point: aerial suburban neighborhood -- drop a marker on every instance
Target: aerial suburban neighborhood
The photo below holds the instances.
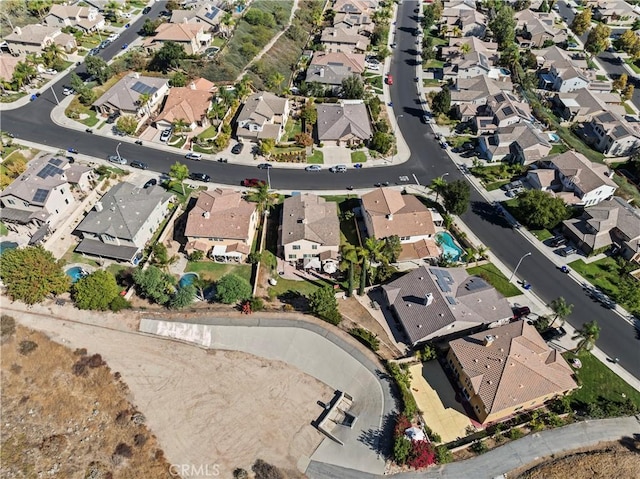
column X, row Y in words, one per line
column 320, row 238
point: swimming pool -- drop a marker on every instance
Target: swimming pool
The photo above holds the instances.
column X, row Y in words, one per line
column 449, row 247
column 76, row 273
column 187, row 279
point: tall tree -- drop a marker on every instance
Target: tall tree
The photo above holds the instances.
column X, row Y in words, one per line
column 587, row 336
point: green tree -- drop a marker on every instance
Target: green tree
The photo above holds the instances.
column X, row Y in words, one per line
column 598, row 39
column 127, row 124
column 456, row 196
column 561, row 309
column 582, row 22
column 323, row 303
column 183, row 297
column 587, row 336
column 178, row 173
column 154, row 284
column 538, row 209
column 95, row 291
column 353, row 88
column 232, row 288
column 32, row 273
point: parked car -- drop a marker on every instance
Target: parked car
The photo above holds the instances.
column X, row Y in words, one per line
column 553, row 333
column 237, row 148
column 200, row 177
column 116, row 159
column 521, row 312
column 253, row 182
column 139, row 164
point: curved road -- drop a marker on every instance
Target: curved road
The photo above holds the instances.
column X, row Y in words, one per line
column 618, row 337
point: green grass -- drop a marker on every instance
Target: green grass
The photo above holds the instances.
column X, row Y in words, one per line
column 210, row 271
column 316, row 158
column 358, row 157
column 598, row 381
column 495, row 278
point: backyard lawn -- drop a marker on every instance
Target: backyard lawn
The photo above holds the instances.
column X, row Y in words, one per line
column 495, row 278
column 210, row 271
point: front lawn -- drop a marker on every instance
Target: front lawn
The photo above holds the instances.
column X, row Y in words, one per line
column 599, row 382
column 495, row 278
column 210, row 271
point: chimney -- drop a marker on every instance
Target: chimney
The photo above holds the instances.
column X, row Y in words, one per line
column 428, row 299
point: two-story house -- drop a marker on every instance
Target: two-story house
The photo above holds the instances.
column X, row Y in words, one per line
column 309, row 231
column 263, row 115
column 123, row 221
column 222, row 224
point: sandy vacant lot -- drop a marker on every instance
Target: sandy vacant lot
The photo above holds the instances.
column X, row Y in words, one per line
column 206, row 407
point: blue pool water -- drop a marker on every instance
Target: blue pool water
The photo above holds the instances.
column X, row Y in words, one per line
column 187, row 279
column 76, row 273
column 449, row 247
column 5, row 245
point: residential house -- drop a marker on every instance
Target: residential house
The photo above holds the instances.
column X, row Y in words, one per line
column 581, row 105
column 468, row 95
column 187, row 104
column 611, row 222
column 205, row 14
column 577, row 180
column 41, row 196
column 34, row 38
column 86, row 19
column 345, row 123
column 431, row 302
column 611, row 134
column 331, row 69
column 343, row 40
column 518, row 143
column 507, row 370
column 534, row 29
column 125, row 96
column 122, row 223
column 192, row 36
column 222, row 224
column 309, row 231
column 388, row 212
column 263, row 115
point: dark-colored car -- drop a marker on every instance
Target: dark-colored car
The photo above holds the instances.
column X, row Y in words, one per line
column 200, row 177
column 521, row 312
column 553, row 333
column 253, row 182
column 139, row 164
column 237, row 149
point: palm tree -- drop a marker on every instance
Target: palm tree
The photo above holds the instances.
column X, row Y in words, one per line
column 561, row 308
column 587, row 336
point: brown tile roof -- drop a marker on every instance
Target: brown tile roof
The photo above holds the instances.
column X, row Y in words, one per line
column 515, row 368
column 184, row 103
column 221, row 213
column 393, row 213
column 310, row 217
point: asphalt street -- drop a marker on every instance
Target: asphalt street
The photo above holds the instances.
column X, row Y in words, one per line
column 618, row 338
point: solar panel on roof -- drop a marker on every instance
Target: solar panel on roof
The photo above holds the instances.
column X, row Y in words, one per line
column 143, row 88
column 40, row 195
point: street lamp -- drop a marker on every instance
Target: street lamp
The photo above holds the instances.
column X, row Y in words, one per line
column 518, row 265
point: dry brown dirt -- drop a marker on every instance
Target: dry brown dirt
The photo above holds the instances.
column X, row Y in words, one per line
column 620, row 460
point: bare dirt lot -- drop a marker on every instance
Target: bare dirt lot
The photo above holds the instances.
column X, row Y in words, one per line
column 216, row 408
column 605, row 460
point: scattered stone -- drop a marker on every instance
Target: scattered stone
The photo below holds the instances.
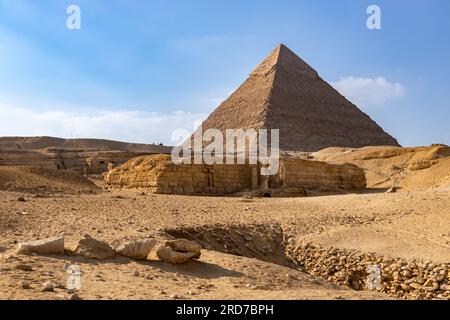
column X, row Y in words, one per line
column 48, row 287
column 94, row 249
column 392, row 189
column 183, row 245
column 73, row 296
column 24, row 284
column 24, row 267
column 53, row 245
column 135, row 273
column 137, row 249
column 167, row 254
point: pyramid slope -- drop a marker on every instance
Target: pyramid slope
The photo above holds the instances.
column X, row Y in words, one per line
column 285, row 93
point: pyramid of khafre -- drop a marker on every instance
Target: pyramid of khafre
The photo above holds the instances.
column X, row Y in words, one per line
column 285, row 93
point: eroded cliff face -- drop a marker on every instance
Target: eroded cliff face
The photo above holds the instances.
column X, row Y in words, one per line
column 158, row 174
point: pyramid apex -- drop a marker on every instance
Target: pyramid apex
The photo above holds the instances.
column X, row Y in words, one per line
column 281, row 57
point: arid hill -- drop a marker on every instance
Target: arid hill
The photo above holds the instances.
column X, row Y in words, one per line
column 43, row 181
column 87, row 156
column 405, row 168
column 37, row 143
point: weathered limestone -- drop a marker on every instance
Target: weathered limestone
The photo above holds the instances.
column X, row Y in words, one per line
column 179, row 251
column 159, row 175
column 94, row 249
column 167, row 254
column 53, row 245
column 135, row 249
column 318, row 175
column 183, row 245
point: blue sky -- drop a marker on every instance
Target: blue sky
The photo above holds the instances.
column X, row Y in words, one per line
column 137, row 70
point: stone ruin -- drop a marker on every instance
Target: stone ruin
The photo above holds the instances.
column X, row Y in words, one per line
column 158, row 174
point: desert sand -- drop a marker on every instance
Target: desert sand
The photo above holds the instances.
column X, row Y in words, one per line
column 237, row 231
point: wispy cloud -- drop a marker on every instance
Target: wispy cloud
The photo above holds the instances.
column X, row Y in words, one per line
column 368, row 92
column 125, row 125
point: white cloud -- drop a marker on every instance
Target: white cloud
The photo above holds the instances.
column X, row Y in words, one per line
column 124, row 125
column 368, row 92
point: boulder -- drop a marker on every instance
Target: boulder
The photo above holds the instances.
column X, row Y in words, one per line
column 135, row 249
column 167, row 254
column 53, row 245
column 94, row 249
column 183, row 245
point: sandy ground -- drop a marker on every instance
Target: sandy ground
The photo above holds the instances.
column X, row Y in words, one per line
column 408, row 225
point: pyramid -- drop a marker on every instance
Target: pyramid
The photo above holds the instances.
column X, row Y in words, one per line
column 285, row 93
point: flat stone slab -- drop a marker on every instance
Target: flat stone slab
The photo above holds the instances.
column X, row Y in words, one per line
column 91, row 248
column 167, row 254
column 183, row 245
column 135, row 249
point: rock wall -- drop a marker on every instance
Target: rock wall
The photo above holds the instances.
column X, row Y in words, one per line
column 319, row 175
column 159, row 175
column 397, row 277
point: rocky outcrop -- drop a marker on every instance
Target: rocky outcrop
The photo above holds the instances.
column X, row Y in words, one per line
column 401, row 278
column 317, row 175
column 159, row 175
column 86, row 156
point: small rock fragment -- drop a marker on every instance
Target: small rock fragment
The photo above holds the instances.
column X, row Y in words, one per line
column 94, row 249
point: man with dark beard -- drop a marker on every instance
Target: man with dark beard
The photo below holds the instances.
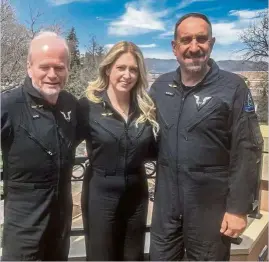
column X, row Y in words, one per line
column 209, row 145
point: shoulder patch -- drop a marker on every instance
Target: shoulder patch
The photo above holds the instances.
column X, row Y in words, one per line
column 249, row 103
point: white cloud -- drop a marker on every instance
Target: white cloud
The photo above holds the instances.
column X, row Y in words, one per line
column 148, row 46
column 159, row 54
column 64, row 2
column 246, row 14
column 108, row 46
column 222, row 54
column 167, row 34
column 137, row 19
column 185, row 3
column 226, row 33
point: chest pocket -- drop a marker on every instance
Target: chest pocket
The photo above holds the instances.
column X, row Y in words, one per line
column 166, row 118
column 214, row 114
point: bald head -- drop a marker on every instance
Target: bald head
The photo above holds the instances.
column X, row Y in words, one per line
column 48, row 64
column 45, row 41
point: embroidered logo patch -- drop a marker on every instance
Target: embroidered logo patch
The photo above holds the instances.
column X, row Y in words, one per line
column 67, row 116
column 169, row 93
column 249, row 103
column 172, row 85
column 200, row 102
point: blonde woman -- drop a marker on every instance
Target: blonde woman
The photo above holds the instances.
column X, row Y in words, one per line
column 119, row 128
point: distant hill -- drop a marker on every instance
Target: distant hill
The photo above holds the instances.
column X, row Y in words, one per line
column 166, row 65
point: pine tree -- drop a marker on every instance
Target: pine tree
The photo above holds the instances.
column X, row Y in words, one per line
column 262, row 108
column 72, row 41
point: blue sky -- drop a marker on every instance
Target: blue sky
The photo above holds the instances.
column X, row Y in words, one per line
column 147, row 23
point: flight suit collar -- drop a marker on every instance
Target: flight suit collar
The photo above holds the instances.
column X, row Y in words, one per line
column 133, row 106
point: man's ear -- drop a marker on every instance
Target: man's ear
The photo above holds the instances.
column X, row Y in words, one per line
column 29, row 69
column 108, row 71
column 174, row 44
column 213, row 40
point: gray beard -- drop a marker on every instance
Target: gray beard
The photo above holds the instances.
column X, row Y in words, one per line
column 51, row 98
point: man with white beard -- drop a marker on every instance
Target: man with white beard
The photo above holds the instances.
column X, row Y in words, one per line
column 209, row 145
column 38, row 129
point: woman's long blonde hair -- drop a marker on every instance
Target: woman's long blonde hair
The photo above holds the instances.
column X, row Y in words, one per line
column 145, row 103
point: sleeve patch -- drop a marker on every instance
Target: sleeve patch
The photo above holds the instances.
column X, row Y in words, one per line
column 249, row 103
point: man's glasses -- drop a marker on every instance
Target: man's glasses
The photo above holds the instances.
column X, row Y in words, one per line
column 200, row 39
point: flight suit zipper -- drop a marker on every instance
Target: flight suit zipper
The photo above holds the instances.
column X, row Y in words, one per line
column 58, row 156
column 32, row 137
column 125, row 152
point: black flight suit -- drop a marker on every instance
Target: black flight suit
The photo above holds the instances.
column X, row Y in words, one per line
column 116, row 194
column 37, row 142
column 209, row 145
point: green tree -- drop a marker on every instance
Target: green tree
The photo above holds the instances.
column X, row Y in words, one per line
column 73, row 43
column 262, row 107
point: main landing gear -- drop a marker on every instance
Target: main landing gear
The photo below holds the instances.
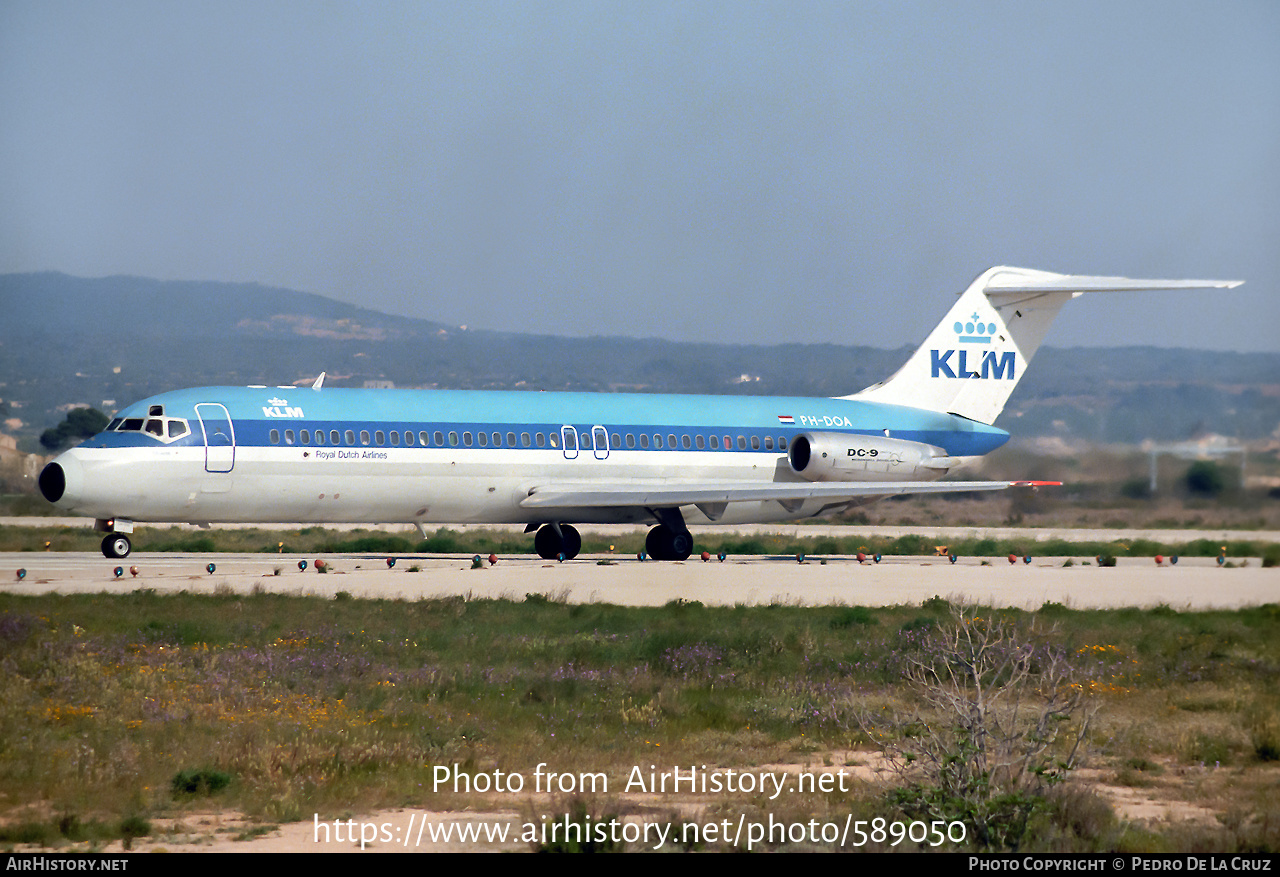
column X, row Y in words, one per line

## What this task involves:
List all lines from the entries that include the word "chest".

## Your response:
point: chest pocket -- drop a marker on every instance
Target: chest pocket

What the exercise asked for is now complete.